Material shown

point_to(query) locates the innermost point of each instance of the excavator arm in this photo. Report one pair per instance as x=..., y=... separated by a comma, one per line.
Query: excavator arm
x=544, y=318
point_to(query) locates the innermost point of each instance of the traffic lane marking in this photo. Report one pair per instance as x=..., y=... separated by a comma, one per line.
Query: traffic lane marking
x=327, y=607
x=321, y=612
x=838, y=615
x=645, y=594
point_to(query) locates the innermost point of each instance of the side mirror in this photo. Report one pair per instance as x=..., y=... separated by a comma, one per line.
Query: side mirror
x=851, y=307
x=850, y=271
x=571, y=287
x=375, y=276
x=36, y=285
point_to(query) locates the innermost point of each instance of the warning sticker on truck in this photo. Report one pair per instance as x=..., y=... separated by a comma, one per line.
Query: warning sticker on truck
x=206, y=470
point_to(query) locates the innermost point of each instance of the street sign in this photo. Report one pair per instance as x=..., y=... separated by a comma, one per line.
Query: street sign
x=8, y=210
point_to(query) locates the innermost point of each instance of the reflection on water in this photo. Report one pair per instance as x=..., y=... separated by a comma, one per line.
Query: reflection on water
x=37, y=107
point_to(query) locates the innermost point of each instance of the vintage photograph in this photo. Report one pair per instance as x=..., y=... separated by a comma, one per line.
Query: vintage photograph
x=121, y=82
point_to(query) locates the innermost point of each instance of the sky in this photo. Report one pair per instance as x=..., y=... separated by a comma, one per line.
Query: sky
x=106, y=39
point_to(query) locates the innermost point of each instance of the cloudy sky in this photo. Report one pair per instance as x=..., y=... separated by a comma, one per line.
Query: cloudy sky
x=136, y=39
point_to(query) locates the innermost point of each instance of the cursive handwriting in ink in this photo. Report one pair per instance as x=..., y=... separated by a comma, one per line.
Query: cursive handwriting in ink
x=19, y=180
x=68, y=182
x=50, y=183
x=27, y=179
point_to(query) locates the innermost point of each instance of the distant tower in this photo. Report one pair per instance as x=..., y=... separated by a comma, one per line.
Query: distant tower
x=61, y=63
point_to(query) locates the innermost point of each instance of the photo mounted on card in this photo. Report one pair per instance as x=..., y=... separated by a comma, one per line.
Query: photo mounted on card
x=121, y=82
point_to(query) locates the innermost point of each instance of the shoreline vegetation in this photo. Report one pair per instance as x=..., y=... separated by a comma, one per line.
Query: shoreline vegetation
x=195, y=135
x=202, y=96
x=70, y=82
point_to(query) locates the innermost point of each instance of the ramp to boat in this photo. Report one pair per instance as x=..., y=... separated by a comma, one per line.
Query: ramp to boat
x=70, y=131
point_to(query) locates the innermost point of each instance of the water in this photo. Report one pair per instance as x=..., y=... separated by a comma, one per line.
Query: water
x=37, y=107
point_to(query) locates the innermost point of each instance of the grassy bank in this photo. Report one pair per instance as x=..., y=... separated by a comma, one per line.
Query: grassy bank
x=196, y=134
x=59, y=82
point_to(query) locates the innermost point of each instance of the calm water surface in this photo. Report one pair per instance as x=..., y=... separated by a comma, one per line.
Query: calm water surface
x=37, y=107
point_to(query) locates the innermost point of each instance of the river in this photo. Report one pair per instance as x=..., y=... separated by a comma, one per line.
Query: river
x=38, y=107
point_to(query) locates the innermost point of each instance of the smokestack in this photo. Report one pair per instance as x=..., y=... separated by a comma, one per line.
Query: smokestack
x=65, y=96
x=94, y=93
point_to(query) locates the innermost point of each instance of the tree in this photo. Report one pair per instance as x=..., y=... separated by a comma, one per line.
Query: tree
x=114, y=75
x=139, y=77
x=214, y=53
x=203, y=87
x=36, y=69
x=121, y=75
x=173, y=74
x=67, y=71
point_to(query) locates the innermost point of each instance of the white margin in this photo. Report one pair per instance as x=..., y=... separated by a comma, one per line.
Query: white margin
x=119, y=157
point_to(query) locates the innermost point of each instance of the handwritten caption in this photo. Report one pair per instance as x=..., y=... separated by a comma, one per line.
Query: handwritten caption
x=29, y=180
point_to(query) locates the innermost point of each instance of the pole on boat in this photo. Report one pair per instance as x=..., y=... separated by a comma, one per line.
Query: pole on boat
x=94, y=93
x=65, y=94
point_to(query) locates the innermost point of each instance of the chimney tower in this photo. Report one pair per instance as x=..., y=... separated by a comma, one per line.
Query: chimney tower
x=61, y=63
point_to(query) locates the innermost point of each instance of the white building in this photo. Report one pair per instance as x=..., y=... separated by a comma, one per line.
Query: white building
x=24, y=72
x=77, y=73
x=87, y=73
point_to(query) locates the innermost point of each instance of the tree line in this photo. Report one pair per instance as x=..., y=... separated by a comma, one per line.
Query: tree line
* * *
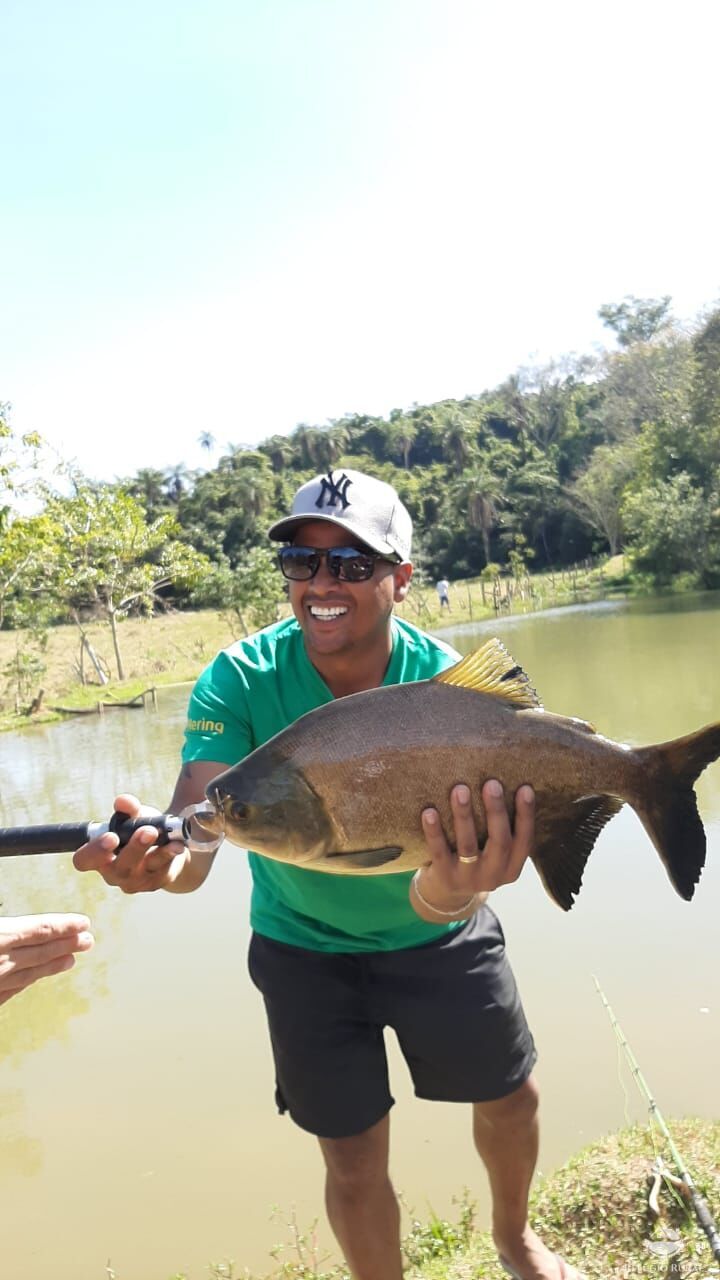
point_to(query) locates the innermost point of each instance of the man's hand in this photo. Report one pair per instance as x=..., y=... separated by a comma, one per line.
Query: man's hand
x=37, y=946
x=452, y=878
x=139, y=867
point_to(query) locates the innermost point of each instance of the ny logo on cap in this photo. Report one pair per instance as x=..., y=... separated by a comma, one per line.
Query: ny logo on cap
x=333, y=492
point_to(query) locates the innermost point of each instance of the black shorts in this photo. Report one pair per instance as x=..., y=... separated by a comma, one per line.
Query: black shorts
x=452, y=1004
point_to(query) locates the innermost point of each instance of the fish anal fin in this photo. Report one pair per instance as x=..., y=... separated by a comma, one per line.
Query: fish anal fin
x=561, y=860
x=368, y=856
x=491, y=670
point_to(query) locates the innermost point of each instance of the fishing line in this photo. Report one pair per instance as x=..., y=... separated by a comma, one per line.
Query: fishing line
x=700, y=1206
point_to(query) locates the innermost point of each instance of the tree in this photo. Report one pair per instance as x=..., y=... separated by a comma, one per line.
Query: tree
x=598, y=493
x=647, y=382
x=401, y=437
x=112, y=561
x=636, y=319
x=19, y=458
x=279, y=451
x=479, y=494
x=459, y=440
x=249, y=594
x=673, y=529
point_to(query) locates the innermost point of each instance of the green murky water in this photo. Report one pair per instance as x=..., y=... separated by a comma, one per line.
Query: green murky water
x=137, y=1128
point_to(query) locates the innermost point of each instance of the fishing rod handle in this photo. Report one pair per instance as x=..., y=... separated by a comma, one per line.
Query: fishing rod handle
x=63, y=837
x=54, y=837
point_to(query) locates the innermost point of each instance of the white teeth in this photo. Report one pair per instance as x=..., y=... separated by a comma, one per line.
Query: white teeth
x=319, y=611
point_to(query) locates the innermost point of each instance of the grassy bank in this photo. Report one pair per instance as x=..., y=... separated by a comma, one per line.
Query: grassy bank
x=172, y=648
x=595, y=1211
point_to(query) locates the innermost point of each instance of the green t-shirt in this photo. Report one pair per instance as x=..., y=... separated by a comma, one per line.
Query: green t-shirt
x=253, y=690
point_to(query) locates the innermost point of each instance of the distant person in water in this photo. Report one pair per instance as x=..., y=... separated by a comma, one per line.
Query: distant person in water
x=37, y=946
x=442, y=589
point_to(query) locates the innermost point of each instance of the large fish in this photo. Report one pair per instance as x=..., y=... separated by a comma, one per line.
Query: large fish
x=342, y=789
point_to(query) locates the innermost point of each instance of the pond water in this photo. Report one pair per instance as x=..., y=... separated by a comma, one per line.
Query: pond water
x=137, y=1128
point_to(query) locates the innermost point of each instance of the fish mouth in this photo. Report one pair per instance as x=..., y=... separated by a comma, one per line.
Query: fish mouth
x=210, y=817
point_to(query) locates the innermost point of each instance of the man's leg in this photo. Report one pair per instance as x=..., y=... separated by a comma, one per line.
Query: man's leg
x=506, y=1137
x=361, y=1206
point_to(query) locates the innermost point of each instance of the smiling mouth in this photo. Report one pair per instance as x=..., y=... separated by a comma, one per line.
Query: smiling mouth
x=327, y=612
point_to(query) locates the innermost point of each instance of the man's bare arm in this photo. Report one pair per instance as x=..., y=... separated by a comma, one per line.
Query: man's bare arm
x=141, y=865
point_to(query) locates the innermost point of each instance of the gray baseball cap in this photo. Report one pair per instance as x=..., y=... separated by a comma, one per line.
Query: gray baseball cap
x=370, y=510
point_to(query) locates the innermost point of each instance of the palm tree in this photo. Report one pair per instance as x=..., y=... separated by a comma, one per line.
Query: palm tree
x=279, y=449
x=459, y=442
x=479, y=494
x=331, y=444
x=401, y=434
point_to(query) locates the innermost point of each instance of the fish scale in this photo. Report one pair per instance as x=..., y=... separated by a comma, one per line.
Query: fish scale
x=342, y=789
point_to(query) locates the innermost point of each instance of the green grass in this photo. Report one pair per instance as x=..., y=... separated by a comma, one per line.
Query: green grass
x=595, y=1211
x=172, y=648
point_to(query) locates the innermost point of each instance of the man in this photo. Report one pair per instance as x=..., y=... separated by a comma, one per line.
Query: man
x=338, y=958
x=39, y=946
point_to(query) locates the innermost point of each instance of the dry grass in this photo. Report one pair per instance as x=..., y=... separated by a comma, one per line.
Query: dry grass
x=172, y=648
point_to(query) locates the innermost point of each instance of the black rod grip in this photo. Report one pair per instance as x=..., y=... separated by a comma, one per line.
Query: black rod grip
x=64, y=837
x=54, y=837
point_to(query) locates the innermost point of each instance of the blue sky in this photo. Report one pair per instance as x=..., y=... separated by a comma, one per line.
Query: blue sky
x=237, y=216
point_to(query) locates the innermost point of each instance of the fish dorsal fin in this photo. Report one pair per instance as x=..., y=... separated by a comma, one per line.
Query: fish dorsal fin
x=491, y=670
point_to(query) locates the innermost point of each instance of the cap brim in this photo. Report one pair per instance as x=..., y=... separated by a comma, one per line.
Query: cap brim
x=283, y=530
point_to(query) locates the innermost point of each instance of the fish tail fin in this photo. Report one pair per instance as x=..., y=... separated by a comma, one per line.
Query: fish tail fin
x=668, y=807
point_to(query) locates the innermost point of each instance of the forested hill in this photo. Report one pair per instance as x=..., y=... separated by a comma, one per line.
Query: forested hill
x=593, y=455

Work item
Set down, from the entries above, exactly the lines from the one with "the dry grass" up to and including the one with "the fish tail", and no other lines.

Solution to this exercise
point_to(query) locates the innermost point of each instance of the dry grass in this photo. Report one pair per instance as x=..., y=... separated by a comma, one per line.
Query: dry grass
x=172, y=648
point_to(query) locates the innermost point of each instance of the black rod grip in this photo. Report one pair per instance as x=..., y=... separated by a comma, one per line.
Query: black rod grip
x=64, y=837
x=54, y=837
point_to(query) locates the innermost point of each instance of the blue sky in this photo. Report one pair per instance as x=..., y=... separated by a comma, one per line.
Query: blue sky
x=237, y=216
point_to(query) locates the innermost point of each instance of the fish dorsal fin in this photo. Report one pair per instance as x=..., y=... separated by a comma, one per line.
Query: fish dorsal fin
x=491, y=670
point_to(query) locates the innermost point of each instance of the cap brim in this photo. Report one pair per instance as x=..., y=... separated by a comma, one per line.
Query: cap brim
x=283, y=530
point_to(query) locates the innermost point of each instance of the fish tail fin in this photo. Report one pair per instance as x=..., y=... separated by a comma, one per line.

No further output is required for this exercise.